* [Instructions for the task]:
The line that holds "rough mask: <svg" marks the start. Return it and each following line through the end of the data, unchanged.

----- Data listing -----

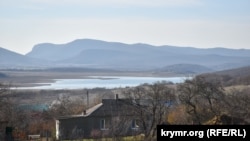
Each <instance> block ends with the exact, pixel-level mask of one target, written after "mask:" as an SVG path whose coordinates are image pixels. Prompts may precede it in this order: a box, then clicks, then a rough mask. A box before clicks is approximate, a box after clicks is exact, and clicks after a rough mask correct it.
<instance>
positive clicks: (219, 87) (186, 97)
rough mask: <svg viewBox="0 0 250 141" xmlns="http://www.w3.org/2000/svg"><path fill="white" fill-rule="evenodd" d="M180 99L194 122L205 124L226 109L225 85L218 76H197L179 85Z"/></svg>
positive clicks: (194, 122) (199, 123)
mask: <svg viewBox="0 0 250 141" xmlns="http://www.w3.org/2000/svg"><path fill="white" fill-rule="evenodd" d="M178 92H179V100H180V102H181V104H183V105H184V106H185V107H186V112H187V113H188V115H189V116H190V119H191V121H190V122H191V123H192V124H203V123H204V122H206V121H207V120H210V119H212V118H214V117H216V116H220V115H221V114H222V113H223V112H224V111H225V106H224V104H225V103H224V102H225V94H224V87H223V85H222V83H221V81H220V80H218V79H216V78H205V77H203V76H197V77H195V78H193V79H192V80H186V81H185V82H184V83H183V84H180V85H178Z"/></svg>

-----

* [Solution below]:
rough mask: <svg viewBox="0 0 250 141" xmlns="http://www.w3.org/2000/svg"><path fill="white" fill-rule="evenodd" d="M180 99L194 122L205 124L226 109L225 85L218 76H197L179 85Z"/></svg>
positive clicks: (194, 122) (199, 123)
mask: <svg viewBox="0 0 250 141" xmlns="http://www.w3.org/2000/svg"><path fill="white" fill-rule="evenodd" d="M178 92H179V100H180V102H181V104H183V105H184V106H185V107H186V112H187V113H188V115H189V116H190V119H191V121H190V122H191V123H192V124H203V123H204V122H206V121H207V120H210V119H212V118H214V117H216V116H220V115H221V114H222V113H223V112H224V111H225V106H224V104H225V103H224V102H225V94H224V87H223V85H222V83H221V81H220V80H218V79H216V78H205V77H203V76H197V77H195V78H193V79H192V80H186V81H185V82H184V83H183V84H180V85H178Z"/></svg>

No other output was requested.